> **Information supplied**:

■ ■ ■ ■ ■

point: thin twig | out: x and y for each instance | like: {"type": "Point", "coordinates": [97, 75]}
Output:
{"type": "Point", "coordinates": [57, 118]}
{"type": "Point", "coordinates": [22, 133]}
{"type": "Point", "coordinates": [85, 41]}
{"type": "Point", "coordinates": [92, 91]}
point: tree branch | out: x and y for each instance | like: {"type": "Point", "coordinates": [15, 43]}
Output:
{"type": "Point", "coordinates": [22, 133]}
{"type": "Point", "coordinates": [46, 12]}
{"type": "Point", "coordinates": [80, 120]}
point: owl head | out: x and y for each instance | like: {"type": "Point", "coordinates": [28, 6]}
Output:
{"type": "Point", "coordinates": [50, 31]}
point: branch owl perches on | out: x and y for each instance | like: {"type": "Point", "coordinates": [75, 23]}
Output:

■ ■ ■ ■ ■

> **Directions for this task**: Each line holding the word "like" must be copied from the data.

> **Your solution**:
point: thin twig | out: x and y for each instance | like: {"type": "Point", "coordinates": [97, 75]}
point: tree branch | out: x and y for each instance | like: {"type": "Point", "coordinates": [15, 43]}
point: owl head | out: x and y for each instance | like: {"type": "Point", "coordinates": [28, 6]}
point: branch owl perches on | out: x and y for each instance | like: {"type": "Point", "coordinates": [75, 23]}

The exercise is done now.